**EXTRACTED TEXT**

━━━━━━━━━━━━━━━━━━━━━━━━━━━━━━

The Situation within Germany
There is strong de-centralisation within Germany with individual states and municipal authorities exercising considerable autonomy. DDB is legally responsible for preserving all print material published in Germany, and the current national deposit law extends the DDB remit to stand-alone digital publications but not those published on-line. Representatives from the DDB and five publishers are currently drafting new German legal deposit legislation to include all electronic materials. They are discussing issues such as licensing and access and hoping to obtain the support of other German publishers and libraries. Because each state within Germany has its own legal deposit law and library, there is no consensus on who has ultimate responsibility for preservation, or the need to duplicate or coordinate holdings between the state and national libraries.

A similar situation exists in the archive sector with the important exception that the Federal Archives Law already includes digital records. Although there is no German National Sound Archive, radio and television broadcasters have formed the Deutsches Rundfunk Archiv (DRA) to safeguard audio-visual materials that increasingly are produced in digital form.

Deutsche Forschungs Gemeinshaft (DFG), the national research funding agency, has assumed an important role in preserving non-German publications by funding a number of national specialist libraries and developing virtual subject libraries for electronic publications and online gateways in areas such as history and psychology. The DFG is also funding two national digitisation centres and a number of research projects into digital preservation, including DDB's participation in NEDLIB (Networked European Deposit Library) and the efforts at the BSB. Funding to support other international projects is under development.

━━━━━━━━━━━━━━━━━━━━━━━━━━━━━━

**EXCERPTED RECORDS**
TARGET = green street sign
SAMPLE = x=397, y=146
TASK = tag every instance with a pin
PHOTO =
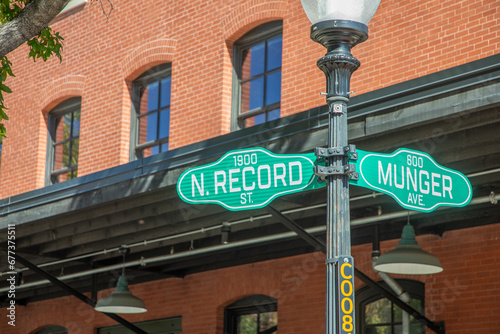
x=248, y=179
x=413, y=179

━━━━━━━━━━━━━━━━━━━━━━━━━━━━━━

**STATED GOAL**
Copy the passage on the situation within Germany word for word, everything from "Deutsche Forschungs Gemeinshaft" down to "is under development.".

**ANSWER TO THIS PROBLEM**
Deutsche Forschungs Gemeinshaft (DFG), the national research funding agency, has assumed an important role in preserving non-German publications by funding a number of national specialist libraries and developing virtual subject libraries for electronic publications and online gateways in areas such as history and psychology. The DFG is also funding two national digitisation centres and a number of research projects into digital preservation, including DDB's participation in NEDLIB (Networked European Deposit Library) and the efforts at the BSB. Funding to support other international projects is under development.